▶ Your task:
Look through the lines below for the word "tire", and copy every line that has it.
==== Data section
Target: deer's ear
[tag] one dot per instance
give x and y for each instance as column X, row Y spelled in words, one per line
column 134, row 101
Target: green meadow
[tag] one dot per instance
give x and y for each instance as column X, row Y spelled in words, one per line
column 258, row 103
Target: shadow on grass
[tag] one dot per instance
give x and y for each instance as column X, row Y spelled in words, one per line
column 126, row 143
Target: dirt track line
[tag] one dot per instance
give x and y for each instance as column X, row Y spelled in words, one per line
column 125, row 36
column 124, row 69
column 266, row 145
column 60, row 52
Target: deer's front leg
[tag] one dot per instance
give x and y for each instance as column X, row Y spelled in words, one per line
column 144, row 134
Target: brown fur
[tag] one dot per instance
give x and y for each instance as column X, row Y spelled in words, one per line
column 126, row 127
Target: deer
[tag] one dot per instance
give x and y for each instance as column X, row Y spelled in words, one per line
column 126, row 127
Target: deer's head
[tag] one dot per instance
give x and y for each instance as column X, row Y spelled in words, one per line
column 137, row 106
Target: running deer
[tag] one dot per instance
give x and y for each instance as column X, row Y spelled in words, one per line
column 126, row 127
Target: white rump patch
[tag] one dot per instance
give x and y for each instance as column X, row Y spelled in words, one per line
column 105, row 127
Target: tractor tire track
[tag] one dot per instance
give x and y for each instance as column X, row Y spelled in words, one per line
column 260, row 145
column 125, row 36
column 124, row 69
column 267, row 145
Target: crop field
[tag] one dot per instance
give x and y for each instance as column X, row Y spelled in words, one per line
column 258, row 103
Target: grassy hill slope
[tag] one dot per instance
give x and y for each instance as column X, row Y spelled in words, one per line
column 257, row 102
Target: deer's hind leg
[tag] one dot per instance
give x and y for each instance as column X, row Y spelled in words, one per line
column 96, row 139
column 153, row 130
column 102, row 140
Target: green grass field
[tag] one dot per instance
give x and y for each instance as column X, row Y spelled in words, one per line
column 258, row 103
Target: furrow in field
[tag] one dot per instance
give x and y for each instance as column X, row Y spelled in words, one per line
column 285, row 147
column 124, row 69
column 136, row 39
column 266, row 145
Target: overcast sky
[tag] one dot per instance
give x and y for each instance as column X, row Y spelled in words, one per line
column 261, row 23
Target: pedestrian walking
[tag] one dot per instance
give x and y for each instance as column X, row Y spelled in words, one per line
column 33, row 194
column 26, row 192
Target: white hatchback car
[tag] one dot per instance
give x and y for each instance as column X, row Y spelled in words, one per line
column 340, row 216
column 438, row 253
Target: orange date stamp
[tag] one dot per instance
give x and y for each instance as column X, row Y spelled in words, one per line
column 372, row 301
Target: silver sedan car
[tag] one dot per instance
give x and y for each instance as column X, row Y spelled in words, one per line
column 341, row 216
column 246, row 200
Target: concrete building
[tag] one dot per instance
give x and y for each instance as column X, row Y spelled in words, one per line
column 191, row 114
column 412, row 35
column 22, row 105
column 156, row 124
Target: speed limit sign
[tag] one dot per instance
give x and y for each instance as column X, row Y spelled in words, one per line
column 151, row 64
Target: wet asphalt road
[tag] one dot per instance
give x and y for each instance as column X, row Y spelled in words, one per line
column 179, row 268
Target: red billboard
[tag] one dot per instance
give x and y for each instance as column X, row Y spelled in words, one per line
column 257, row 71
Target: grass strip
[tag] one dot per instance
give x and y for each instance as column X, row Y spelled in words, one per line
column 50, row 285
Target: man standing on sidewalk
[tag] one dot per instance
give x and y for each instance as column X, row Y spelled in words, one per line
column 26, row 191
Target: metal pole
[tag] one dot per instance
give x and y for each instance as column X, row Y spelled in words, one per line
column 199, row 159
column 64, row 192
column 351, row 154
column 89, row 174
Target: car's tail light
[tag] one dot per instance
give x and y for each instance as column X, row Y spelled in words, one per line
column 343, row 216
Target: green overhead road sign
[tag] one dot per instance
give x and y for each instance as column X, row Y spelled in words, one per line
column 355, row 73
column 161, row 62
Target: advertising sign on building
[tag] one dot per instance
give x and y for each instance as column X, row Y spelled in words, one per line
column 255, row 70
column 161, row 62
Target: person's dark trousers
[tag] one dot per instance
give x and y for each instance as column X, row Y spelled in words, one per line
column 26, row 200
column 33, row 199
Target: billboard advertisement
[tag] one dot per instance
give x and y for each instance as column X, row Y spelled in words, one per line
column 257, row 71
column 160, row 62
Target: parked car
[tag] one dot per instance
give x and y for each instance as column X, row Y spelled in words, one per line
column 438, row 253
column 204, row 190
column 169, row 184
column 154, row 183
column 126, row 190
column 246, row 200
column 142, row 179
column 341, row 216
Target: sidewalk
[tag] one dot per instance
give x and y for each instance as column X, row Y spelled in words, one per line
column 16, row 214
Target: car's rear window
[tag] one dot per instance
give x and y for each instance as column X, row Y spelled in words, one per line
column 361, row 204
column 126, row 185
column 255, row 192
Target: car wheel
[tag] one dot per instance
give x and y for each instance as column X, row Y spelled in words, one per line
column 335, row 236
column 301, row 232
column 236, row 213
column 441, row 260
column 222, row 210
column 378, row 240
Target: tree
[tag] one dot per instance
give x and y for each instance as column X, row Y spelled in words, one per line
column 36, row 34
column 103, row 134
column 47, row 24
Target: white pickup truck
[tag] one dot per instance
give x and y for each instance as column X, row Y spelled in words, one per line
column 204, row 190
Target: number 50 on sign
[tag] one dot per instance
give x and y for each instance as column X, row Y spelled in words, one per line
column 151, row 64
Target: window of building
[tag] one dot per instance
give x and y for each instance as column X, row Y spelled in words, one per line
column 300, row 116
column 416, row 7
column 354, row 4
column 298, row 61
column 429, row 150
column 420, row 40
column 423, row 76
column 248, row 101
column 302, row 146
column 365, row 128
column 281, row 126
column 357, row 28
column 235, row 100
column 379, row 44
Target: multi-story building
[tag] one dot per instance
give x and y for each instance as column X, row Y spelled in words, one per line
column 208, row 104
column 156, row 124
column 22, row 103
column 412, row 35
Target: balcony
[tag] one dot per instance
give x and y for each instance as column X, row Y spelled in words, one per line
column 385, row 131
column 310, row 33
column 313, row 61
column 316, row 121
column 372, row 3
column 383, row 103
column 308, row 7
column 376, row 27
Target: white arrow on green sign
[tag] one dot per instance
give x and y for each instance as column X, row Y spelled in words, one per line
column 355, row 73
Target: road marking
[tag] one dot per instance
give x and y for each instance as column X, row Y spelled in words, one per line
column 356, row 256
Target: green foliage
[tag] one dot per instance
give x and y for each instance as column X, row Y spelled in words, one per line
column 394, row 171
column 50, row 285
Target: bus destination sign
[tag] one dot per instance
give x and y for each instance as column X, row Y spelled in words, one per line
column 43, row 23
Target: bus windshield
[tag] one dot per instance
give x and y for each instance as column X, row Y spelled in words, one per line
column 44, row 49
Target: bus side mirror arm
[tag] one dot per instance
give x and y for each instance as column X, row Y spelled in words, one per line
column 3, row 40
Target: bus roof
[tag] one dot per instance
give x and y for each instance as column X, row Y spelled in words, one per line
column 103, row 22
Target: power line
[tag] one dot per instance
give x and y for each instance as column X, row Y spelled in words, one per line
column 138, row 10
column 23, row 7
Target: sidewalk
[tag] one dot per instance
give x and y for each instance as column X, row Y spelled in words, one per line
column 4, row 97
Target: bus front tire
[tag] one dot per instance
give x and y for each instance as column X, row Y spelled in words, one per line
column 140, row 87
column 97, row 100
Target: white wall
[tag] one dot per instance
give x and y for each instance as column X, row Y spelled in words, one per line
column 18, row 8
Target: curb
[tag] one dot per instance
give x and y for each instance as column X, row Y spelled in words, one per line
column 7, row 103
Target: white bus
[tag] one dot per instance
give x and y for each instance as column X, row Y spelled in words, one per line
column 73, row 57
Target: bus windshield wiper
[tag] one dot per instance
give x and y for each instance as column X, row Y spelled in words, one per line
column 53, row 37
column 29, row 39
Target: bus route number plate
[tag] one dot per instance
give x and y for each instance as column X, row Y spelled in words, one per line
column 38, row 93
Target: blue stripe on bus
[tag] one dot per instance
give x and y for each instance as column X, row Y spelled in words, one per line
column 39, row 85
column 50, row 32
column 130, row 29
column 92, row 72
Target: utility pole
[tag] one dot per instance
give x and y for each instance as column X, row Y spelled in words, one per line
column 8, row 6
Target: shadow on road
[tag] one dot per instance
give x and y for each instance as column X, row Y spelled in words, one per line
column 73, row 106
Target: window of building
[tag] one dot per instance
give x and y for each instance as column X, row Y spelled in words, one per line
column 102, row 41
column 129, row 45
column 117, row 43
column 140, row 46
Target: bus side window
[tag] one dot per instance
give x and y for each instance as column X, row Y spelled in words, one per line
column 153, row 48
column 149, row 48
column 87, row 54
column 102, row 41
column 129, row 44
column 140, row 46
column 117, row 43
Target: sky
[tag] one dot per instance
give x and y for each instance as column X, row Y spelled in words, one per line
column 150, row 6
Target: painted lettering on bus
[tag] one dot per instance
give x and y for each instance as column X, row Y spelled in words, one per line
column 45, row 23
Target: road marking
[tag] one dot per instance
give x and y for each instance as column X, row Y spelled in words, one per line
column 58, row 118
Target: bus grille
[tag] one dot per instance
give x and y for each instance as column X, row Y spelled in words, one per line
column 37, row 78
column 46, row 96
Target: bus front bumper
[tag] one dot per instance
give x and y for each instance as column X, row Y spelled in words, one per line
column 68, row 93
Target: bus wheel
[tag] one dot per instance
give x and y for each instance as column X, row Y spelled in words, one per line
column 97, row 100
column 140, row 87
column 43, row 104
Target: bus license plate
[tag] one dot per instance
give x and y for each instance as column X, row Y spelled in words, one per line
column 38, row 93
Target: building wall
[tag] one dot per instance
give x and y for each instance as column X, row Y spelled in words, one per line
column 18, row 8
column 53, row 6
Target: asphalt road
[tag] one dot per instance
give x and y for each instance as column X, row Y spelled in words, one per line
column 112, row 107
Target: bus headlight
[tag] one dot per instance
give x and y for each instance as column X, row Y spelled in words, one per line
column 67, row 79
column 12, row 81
========
▶ Response:
Target: tractor tire track
Target: bus front tire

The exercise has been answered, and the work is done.